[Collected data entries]
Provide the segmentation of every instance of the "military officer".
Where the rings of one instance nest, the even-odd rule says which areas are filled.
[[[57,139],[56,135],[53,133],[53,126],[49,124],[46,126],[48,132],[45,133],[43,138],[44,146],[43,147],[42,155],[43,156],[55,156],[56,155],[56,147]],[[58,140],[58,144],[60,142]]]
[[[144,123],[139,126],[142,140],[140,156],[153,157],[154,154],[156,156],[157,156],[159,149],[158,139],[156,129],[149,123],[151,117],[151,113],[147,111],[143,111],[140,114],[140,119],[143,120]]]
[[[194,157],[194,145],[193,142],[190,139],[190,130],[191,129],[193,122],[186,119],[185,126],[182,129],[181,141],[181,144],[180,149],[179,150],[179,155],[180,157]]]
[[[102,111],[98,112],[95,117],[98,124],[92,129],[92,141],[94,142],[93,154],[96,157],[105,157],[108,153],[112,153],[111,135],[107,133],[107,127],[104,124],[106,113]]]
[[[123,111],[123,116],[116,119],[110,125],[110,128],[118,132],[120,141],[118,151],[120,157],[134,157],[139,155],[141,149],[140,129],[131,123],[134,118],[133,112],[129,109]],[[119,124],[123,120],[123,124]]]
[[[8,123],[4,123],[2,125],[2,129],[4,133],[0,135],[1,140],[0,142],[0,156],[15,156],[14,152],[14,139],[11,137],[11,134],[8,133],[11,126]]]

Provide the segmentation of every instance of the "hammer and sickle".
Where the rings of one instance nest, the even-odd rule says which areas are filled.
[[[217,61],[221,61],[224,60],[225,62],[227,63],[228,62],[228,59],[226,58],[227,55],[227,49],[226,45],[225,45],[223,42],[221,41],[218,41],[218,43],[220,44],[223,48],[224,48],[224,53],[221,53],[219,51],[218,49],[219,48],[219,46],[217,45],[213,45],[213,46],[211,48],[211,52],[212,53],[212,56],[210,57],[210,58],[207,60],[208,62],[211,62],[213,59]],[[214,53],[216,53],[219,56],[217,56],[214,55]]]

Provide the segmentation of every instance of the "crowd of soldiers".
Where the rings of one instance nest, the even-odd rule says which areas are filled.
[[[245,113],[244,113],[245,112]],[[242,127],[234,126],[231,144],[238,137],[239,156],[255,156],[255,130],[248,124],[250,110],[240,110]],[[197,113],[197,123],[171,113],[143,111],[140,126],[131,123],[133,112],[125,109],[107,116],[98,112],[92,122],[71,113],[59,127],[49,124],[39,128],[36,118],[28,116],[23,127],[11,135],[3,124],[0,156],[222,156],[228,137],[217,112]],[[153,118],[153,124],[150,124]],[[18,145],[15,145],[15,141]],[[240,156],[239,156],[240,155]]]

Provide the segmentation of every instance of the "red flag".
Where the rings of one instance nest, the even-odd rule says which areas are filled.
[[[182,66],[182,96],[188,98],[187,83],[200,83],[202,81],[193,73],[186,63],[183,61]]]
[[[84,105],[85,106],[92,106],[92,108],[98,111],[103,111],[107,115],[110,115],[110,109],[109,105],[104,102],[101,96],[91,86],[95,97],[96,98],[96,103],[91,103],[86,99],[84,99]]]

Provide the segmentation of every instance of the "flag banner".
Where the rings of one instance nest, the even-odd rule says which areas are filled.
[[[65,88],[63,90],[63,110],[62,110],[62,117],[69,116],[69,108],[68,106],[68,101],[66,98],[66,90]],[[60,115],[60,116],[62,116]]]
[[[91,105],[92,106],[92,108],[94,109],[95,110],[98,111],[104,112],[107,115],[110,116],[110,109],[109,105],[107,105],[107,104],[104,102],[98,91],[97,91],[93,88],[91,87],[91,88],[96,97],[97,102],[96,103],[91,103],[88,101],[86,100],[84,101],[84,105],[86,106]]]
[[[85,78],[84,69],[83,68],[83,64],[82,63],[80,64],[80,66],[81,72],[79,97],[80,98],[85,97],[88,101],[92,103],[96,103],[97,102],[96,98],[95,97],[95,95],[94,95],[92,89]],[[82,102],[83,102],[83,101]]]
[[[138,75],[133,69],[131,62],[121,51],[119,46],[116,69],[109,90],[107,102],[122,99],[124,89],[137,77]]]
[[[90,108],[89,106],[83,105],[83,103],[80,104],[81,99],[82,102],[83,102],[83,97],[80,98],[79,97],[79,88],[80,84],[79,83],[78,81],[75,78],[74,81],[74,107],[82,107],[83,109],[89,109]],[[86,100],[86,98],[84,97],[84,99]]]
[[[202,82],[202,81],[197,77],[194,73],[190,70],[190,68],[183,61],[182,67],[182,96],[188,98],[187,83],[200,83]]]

— The problem —
Locate each line in the listing above that contains the word "segmentation", and copy every such line in full.

— Written response —
Provide the segmentation of every instance of the "military officer".
Provide the segmentation of every instance of the "hammer and sickle".
Provide the segmentation of every instance of the "crowd of soldiers".
Provide the segmentation of every instance of the "red flag".
Provide the segmentation of every instance of the "flag banner".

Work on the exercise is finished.